- _Text segment_:
--*--

One of the long running trends in the cement industry is that of production overcapacity. Sure enough more than a few news stories this week covered this, as various players reacted to international trade in clinker and cement. The Bangladesh Cement Manufacturers Association wants its government to cut import duties on clinker. Algeria’s shift from an importing cement nation to an exporting one continues.

Armenia and Afghanistan are coping with influxes of cement imports from neighbouring Iran. Pakistan’s cement exporters, who have been losing ground in Afghanistan, are once again lobbying to remove anti-dumping measures in South Africa. The argument between Hard Rock Cement and Arawak Cement in Barbados may have swung Hard Rock Cement’s way as the Caribbean Court of Justice (CCJ) has ruled in favour of lower tariffs for imports. Last week it was reported that the Rwanda Bureau of Standards had blocked cement imports from Uganda on quality requirement grounds.

--*--

- _Stored rows_:
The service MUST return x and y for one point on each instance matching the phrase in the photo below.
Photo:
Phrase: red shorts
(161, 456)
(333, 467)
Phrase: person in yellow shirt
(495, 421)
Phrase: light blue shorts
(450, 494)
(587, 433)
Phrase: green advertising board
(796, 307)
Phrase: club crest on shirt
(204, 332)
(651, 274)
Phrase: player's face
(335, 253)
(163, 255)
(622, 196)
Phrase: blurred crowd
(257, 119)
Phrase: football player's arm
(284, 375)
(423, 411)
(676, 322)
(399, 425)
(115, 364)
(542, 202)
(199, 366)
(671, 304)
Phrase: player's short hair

--*--

- _Requirements_:
A. In the text on cement trade, which court ruled in favor of lower import tariffs in the dispute between Hard Rock Cement and Arawak Cement?
B. Extend the text on cement industry overcapacity and trade, beginning after its final sentence.
The listing has no connection to the text on cement trade.

- _Task-by-task outputs_:
A. The Caribbean Court of Justice (CCJ).

B.
The summarised version is that all this excess clinker and cement can cause arguments and market distortions as it finds new markets. Typically, the media reports upon the negative side of this, when the representatives of national industries defend their patch and speak out about ‘quality concerns,’ potential job losses and blows to the local economy. However, it isn’t always like this as the Afghan story shows this week. Here, although the Chamber of Commerce and Industries wants to promote locally produced cement, imports are welcome and the relative merits of different sources are discussed. Ditto the situation in Bangladesh where a predominantly grinding-based industry naturally wants to cut its raw material costs.

We’ve covered clinker and cement exports more than a few times, most recently in September 2018 when the jaw-dropping scale of Vietnam’s exports in 2018 started to become clear. Yet as the continued flow of news stores this week makes clear it’s a topic that never grows old.

Graph 1: Top cement exporting countries in 2018. Source: International Trade Centre. 

Graph 1: Top cement exporting countries in 2018. Source: International Trade Centre.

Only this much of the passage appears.